** Opening PROVIDED ENTRIES block **
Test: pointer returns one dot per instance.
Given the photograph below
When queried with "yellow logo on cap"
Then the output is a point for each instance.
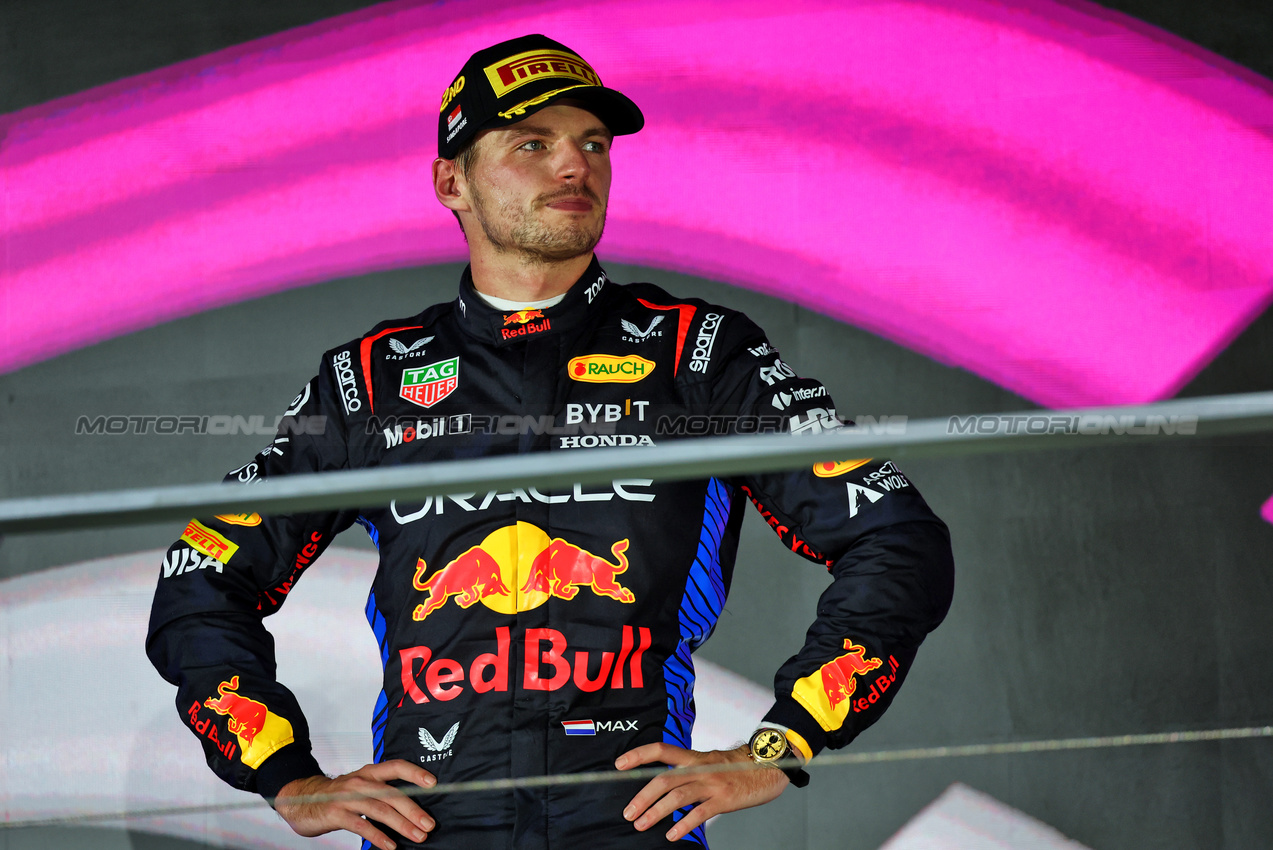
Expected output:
(526, 68)
(450, 94)
(831, 468)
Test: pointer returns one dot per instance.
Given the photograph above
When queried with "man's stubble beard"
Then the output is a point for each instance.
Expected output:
(531, 238)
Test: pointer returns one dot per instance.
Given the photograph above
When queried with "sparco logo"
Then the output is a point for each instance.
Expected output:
(707, 339)
(348, 388)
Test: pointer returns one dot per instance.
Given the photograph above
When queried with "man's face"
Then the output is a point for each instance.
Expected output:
(540, 186)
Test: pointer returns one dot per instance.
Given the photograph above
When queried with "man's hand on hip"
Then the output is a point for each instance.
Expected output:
(382, 802)
(714, 793)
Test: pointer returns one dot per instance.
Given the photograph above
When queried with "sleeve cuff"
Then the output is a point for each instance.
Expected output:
(284, 766)
(791, 714)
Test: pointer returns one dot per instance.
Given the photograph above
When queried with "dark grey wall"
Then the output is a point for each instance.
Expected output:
(1100, 591)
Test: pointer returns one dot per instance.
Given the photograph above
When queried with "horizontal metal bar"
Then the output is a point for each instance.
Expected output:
(565, 780)
(677, 459)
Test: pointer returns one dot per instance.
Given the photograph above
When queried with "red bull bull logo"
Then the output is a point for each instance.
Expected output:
(826, 694)
(522, 317)
(259, 731)
(518, 568)
(839, 676)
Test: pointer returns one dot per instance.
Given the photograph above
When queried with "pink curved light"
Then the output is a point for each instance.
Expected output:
(1052, 196)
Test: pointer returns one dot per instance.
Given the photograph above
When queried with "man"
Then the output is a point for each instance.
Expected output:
(530, 633)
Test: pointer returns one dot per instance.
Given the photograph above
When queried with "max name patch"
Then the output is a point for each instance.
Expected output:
(609, 368)
(209, 542)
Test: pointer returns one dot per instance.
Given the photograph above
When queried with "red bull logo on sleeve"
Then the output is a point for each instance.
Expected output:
(259, 731)
(523, 323)
(518, 568)
(828, 692)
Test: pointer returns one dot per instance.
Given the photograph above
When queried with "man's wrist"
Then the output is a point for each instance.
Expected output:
(777, 746)
(289, 764)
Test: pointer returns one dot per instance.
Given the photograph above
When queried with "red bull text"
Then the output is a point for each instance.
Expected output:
(828, 692)
(548, 664)
(523, 323)
(259, 732)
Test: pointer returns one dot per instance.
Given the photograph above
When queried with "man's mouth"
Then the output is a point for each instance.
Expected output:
(572, 205)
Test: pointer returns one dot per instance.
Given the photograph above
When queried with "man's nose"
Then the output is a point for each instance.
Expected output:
(572, 163)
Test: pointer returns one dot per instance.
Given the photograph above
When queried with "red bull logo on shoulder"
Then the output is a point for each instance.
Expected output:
(518, 568)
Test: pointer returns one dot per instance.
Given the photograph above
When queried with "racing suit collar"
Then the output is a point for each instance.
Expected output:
(500, 327)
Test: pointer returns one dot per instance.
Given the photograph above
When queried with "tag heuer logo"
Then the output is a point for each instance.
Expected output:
(429, 384)
(609, 368)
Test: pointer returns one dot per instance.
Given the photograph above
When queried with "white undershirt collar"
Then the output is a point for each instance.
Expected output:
(509, 306)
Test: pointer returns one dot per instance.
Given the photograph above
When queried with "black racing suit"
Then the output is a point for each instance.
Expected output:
(530, 633)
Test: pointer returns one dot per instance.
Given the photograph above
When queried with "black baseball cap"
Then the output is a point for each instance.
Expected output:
(506, 83)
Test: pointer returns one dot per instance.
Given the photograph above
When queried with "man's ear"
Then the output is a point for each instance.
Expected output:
(450, 185)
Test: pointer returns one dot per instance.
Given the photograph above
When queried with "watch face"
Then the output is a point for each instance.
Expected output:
(768, 745)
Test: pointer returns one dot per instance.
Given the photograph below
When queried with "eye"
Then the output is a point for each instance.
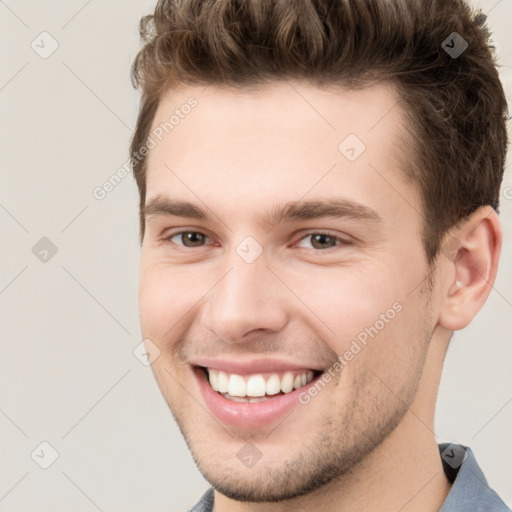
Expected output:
(322, 241)
(188, 238)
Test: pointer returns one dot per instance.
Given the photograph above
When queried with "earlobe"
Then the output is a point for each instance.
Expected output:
(472, 263)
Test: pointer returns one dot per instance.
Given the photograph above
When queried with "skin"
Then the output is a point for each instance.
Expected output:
(366, 441)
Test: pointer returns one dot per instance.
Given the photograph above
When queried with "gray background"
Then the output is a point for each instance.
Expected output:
(69, 324)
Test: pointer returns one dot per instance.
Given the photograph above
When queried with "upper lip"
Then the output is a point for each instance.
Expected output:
(248, 366)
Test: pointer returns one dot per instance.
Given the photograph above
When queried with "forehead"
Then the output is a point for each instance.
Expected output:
(279, 142)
** Closing PROVIDED ENTRIES block **
• [YOUR GOAL]: Every line with the string "sleeve" in the material should be returned.

• [RESPONSE AREA]:
When queried with "sleeve cuff"
When queried with "red bull logo on sleeve"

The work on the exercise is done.